By Sarah Tinoco
On Oct. 20 the fashion industry lost one of its legendary icons when fashion designer Oscar de la Renta died at the age of 82.
De la Renta lived a life of elegance, dressing and designing for first ladies, celebrities and beyond for more than 50 years.
Model Karlie Kloss posted a tribute on Instagram last week after de la Renta’s last runway collection, “There is no one on earth who makes a woman feel more beautiful than Oscar de la Renta.”
De la Renta defined elegance for American fashion and the world with his aesthetic of feminine silhouettes, bright colors and Latin influence.
Born Oscar Aristides Ortiz de la Renta Fiallo in Santo Domingo, Dominican Republic in 1932, de la Renta left home in 1950 to study painting at the Real Academia de Bellas Artes de San Fernando in Madrid, Spain.
In the late ‘50s, de la Renta landed a position as an illustrator under Spanish couturier Cristobal Balenciaga.

===

*What is asked*:
A - Translate this sentence from the article on Oscar de la Renta into Spanish: "De la Renta lived a life of elegance, dressing and designing for first ladies, celebrities and beyond for more than 50 years."
B - Reproduce the part of the article on Oscar de la Renta starting at "By Sarah Tinoco" and ending at "than 50 years.", swapping "first ladies" for "royalty".
C - Summarize the article on Oscar de la Renta in two sentences.
The entries that come next are separate material and have no connection to the article on Oscar de la Renta.

===

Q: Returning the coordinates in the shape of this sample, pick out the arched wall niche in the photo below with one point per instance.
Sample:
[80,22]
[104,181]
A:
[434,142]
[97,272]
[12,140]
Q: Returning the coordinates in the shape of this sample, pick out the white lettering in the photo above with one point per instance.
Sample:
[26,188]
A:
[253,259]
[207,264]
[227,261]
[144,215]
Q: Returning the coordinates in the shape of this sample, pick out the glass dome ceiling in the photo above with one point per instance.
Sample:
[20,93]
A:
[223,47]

===

*List of solutions*:
A - De la Renta vivió una vida de elegancia, vistiendo y diseñando para primeras damas, celebridades y más allá durante más de 50 años.

B -
By Sarah Tinoco
On Oct. 20 the fashion industry lost one of its legendary icons when fashion designer Oscar de la Renta died at the age of 82.
De la Renta lived a life of elegance, dressing and designing for royalty, celebrities and beyond for more than 50 years.

C - Fashion designer Oscar de la Renta died on Oct. 20 at the age of 82, after more than 50 years of dressing and designing for first ladies, celebrities and beyond. Born in Santo Domingo in 1932, he studied painting in Madrid and in the late '50s worked as an illustrator under Cristobal Balenciaga.